(Beginning of Records provided)

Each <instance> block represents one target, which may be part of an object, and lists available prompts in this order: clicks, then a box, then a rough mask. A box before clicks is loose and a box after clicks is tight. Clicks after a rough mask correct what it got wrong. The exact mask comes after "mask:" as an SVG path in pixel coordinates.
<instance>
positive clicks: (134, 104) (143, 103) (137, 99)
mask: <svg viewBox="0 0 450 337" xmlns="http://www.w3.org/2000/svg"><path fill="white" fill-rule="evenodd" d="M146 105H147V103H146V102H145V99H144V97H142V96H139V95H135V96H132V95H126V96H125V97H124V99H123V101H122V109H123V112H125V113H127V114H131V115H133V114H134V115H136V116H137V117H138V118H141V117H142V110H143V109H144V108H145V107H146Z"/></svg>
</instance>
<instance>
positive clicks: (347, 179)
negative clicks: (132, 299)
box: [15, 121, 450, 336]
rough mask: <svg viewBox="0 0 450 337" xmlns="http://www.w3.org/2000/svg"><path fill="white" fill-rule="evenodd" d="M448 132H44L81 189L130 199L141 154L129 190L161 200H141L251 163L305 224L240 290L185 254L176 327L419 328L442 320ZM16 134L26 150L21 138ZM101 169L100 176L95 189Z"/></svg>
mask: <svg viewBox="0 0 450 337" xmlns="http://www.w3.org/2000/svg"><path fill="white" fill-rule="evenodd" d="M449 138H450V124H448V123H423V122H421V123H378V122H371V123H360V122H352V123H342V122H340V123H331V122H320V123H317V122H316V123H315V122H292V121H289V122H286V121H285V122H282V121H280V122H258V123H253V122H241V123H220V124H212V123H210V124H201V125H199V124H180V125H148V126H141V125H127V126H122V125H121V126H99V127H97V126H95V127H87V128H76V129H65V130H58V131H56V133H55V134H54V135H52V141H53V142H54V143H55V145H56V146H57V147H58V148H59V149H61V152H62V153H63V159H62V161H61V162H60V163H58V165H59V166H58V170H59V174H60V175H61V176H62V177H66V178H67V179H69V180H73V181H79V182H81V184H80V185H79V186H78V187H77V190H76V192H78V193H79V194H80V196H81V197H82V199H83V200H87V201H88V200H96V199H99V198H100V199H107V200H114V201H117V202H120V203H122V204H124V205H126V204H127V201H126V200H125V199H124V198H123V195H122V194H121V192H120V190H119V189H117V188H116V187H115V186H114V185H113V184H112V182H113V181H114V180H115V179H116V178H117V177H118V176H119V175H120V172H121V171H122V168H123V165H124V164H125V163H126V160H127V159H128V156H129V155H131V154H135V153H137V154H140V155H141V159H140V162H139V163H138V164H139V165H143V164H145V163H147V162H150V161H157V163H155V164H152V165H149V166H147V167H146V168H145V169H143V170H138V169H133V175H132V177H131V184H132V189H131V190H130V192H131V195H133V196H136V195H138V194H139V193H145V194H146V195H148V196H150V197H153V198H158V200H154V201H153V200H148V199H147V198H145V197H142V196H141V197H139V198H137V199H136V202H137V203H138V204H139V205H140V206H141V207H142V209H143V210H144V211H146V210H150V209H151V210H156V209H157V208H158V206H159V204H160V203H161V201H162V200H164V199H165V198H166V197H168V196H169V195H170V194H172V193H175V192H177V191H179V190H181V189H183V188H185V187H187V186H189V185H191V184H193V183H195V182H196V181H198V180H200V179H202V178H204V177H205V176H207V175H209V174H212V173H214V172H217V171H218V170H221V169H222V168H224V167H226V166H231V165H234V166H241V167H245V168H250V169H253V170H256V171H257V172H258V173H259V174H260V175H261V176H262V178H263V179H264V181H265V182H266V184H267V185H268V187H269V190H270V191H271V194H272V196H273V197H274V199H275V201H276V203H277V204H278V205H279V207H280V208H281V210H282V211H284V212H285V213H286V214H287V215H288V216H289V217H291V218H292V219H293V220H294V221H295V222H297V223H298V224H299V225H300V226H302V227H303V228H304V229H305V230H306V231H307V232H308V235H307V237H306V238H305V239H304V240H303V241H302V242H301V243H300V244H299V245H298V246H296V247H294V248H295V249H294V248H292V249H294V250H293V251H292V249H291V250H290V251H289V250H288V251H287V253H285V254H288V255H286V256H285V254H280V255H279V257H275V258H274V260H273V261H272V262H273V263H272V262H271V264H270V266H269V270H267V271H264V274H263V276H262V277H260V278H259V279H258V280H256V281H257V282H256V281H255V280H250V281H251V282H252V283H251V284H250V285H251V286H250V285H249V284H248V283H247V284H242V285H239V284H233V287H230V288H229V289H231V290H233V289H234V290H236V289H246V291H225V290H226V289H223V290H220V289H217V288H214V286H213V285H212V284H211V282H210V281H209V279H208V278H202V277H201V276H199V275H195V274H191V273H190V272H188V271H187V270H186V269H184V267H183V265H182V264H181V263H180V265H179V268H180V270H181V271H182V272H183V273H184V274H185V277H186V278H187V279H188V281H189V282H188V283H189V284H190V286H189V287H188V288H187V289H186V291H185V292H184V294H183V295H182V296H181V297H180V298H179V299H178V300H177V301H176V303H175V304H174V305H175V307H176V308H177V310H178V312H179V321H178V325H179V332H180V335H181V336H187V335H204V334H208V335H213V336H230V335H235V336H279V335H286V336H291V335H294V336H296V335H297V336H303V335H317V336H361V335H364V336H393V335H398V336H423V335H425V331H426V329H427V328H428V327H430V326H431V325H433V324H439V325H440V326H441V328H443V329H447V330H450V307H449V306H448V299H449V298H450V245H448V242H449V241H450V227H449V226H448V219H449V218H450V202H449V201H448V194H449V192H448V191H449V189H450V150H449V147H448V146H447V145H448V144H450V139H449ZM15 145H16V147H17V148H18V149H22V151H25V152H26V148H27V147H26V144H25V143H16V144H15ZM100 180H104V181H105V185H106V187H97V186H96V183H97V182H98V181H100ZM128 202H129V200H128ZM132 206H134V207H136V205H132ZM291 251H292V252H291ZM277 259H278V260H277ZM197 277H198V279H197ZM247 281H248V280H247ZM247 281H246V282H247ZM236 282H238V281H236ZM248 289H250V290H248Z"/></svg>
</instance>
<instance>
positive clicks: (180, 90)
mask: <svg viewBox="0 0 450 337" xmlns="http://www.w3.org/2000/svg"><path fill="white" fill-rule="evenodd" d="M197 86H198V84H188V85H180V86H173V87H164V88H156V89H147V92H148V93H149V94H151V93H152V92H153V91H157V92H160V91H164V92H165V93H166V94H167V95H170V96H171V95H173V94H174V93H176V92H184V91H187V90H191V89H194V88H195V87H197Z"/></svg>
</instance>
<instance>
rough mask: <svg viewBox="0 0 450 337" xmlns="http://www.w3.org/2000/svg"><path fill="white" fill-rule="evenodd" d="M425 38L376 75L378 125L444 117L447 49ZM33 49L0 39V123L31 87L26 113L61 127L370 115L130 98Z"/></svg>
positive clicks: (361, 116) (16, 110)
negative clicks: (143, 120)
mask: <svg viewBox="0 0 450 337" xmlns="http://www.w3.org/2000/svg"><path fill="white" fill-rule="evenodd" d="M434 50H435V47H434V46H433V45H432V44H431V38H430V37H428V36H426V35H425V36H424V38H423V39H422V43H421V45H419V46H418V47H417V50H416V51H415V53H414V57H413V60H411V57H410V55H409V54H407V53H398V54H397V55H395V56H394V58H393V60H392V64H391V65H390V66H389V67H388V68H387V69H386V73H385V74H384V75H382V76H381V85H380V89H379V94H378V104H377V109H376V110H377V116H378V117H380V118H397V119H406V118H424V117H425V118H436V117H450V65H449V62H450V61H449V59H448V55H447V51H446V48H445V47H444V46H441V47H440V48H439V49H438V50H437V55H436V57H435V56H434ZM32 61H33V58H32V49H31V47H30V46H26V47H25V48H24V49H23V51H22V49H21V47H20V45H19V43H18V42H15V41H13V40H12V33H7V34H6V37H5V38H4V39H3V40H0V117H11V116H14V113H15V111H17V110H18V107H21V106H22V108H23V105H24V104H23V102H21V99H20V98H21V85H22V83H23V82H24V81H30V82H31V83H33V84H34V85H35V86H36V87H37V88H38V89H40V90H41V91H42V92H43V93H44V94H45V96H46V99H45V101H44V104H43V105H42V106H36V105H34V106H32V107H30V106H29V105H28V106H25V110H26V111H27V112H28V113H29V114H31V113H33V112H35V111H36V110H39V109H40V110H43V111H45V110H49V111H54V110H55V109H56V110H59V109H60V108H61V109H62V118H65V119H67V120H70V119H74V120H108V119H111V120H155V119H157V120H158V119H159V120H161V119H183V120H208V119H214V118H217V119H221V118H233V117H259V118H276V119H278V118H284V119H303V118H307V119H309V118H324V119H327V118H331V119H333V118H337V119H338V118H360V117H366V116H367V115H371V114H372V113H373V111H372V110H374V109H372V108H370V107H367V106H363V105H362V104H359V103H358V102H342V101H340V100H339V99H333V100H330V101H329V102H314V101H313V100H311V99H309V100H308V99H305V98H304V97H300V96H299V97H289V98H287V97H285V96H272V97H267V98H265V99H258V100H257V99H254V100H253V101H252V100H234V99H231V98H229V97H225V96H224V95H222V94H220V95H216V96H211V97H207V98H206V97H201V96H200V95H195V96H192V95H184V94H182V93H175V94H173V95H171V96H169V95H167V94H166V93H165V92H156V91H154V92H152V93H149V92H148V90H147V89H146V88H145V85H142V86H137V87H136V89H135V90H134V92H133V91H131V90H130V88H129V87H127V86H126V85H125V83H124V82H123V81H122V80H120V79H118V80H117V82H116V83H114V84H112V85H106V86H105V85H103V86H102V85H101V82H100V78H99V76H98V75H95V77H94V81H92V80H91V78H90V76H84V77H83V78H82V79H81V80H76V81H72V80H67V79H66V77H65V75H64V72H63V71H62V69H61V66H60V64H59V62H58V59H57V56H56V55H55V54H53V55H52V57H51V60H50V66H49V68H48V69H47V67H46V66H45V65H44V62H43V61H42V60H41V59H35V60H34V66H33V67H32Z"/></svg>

(End of Records provided)

### Exercise details
All that belongs in the answer is the lines from the start of the entries above through the line containing "box: [15, 121, 450, 336]", each given exactly.

### Solution to this task
Each <instance> block represents one target, which may be part of an object, and lists available prompts in this order: clicks, then a box, then a rough mask. A box before clicks is loose and a box after clicks is tight. Clicks after a rough mask correct what it got wrong. The exact mask comes after "mask:" as an SVG path in pixel coordinates.
<instance>
positive clicks: (134, 104) (143, 103) (137, 99)
mask: <svg viewBox="0 0 450 337" xmlns="http://www.w3.org/2000/svg"><path fill="white" fill-rule="evenodd" d="M146 105H147V103H146V102H145V99H144V97H142V96H139V95H135V96H132V95H126V96H125V97H124V99H123V101H122V109H123V112H125V113H127V114H131V115H133V114H134V115H136V116H137V117H138V118H141V117H142V110H143V109H144V108H145V107H146Z"/></svg>
</instance>
<instance>
positive clicks: (347, 179)
negative clicks: (132, 299)
box: [15, 121, 450, 336]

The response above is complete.